## Gekozen tekst

-----

De verschillen tussen formatief en summatief toetsen kun je in schema als volgt weergeven:


Figuur 1. Verschil tussen summatief en formatief toetsen.

 

2. Wat betekent: Beter worden in geschiedenis?

 

Een wiskunde docent die werk wil maken van Werken aan groei heeft voor zijn vak zo'n tachtig vaardigheden gedefinieerd waaraan leerlingen (in ieder gedeeltelijk) in hun eigen tempo en op een door hen zelf bepaald tijdstip kunnen werken. Als zij de vaardigheid beheersen laten ze dat zien aan de docent en wordt de vaardigheid afgevinkt. Taak volbracht. Zo kan een leerlingen aan de docent laten zien dat hij een tweegraadsvergelijking kan oplossen.

 

Je zou willen dat je bij het vak geschiedenis iets vergelijkbaars zou kunnen doen?  Ik ben bang echter bang dat dat niet het geval is. Bij geschiedenis kun je nooit zeggen dat je een vaardigheid volledig onder de knie hebt. Altijd is er sprake van een beheersing tot op zeker hoogte en het definiëren van die hoogte is niet eenvoudig. Laat staan dat je eenvoudig zou kunnen vaststellen welke hoogte de leerling op een gegeven moment, zeg aan het einde van een leerjaar  in een bepaalde afdeling, gehaald moet hebben.

 

Er is een groot aantal factoren van invloed op de complexiteit van een historische vaardigheid. Zo zijn er de verschilende aspecten van elke historische vaardigheid (zie bijvoorbeeld dit onderdeel van Histoforum) , de complexiteit van de vraagstelling, de complexiteit van de bronnen (taalgebruik, informatiedichtheid) en de complexiteit van de context (zie dit word-document voor een overzicht van factoren).

 

 3. Dimensies van formatief evalueren

Assessment for Learning is een complex begrip waar niet iedereen hetzelfde onder verstaat. Spraakverwarring ligt dan ook op de loer. Sluijsmans e.a. (2013) onderscheiden zeven dimensies waarop men van opvatting kan verschillen:

1. Klassikaal beoordelen versus formatieve feedback.

-----

Pak de tekst over formatief toetsen bij geschiedenis weer op en schrijf hem verder vanaf de laatste zin.

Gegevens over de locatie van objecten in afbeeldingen
-----

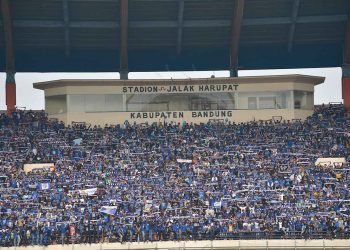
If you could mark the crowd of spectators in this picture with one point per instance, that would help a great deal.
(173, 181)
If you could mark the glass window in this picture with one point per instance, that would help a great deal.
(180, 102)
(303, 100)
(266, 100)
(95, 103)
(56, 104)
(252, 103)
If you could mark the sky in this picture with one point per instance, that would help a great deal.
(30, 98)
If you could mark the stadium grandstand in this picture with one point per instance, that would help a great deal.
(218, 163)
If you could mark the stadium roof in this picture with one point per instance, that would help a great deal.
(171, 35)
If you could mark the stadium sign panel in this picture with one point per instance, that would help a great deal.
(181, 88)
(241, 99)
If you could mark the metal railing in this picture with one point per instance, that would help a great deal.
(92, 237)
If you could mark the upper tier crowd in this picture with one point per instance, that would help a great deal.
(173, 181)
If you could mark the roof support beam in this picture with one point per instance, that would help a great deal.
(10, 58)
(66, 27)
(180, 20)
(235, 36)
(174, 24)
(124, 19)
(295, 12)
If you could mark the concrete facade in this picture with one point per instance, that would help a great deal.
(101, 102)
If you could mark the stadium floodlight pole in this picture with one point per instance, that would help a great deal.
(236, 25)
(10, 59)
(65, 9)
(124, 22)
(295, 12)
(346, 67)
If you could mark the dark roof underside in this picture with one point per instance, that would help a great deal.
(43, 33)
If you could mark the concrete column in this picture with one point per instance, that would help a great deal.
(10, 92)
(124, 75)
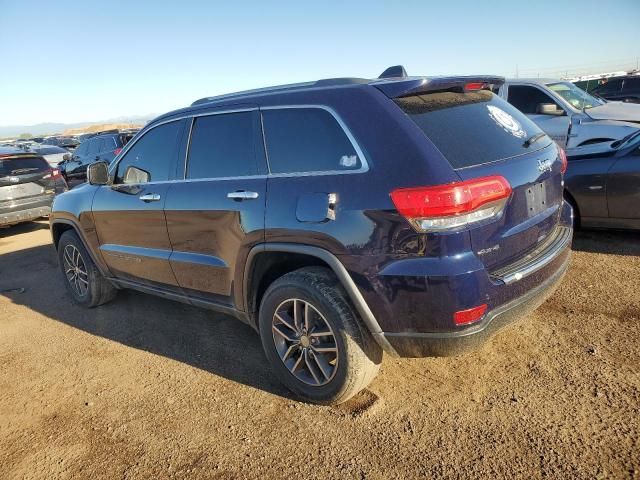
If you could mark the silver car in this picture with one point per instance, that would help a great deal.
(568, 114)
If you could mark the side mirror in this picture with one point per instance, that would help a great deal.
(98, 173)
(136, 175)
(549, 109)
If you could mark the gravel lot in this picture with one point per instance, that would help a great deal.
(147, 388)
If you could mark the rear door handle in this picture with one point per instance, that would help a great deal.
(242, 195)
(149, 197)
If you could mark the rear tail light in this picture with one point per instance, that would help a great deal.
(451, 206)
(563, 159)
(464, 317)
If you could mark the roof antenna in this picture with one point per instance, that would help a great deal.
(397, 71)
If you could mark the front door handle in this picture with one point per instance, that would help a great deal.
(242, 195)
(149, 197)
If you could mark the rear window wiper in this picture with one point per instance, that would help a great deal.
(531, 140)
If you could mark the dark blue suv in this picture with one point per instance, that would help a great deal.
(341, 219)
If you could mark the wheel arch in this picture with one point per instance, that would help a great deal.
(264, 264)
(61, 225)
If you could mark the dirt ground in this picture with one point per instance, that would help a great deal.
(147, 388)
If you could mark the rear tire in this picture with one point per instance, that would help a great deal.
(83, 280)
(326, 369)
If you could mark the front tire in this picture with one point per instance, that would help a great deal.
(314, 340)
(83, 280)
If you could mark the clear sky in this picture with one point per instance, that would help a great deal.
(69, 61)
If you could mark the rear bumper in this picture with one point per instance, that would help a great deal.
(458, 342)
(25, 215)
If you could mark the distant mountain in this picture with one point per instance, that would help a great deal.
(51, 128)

-----

## Uitvoer
Er is sprake van een continuüm dat loopt van 'Het kan betrekking hebben op alle vormen van toetsing' tot 'het gaat om beoordelen met het doel feedback te geven, gericht op het stimuleren van zelf-regulerende vaardigheden.
2. Leren van leerlingen versus leren van docenten
Gaat het bij AfL om het verbeteren van de prestaties van leerlingen of om het verbeteren van het geven van instructie door de docent of om beide?
3. Instrument versus proces
Er is sprake van een continuüm dat loopt van 'Het inzetten van (toets)instrumenten' tot 'Het proces van interactie tussen leerling en docent'.
4. Summatief versus formatief
Kan summatief bestaan naast formatief of komt het formatieve toetsen volledig in plaats van summatief toetsen?
5. Georganiseerde inbedding versus on-the-fly
Er is sprake van een continuüm dat loopt van 'Bewust gekozen formatieve toetsing' tot 'Een spontaan optredende formatieve interactie'.
6. Docent versus leerling-gestuurd
Bepaalt de docent het leerproces of krijgen de leerlingen zelf (volledig) het heft in handen als het om hun leerproces gaat?
7. Stap-voor-stap versus ingebed in het leerproces
Er is sprake van een continuüm dat loopt van ijsmans e.a., 2013

4. De formatieve toetscyclus

Where am I going? (feedup) How am I going? (feedback) Where to next? (feedforward).
This is an excellent starting point: “I am an evaluator of my teaching. Who has learnt or not, about what, is it efficient, where to next... (John Hattie)


In de formatieve toetscyclus worden mestal drie fasen onderscheiden, die elk antwoord geven op een kernvraag:
1. Waar gaat de leerling naar toe? (Feedup)
2. Waar staat de leerling nu (Feedback)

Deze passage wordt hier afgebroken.